*** WORKING DATA ***

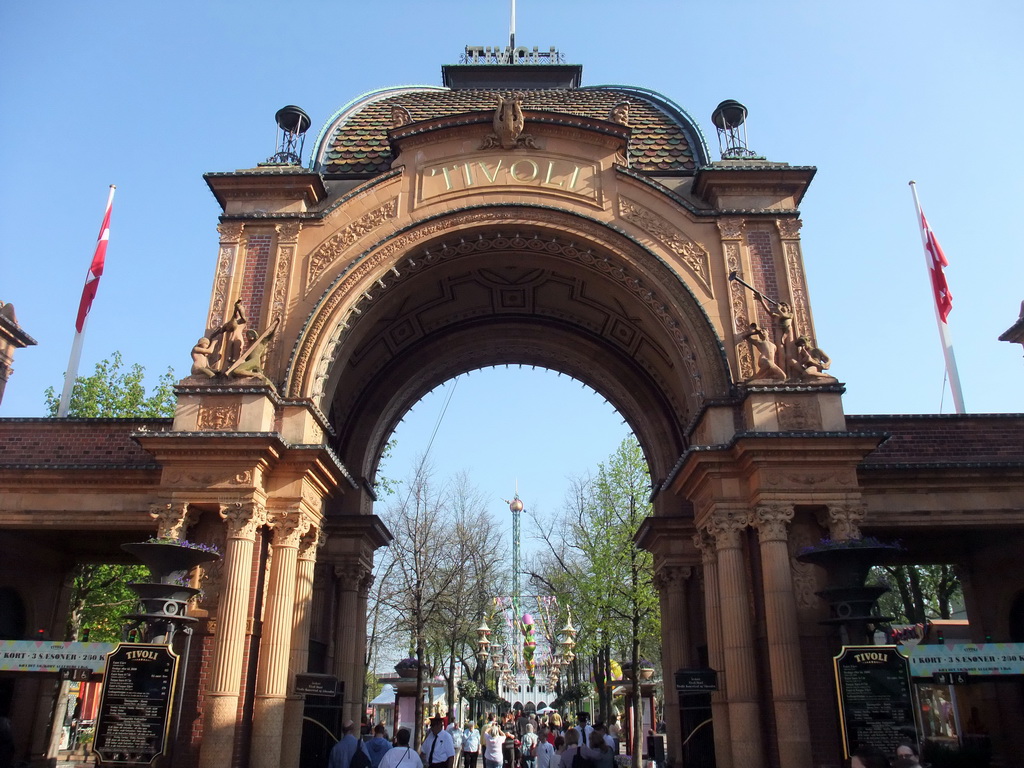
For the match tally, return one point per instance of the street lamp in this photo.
(482, 653)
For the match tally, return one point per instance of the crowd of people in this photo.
(516, 740)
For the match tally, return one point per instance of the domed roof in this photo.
(354, 142)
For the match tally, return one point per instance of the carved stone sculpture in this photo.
(508, 123)
(766, 354)
(399, 117)
(621, 114)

*** End of WORKING DATA ***

◆ **WHAT THE EXERCISE ASKS**: Excluding the pictures, transcribe all of the entries exactly.

◆ **ANSWER FOR THE TASK**:
For the match tally, return one point per instance of the street lamp in this photo.
(482, 653)
For the match tally, return one point per instance of the crowd of people in this photo.
(516, 740)
For the match tally, return one point per instance of the domed roof in this photo.
(354, 142)
For the match tally, return one point per instance of the carved stone sculpture in this photo.
(508, 123)
(766, 354)
(399, 117)
(621, 114)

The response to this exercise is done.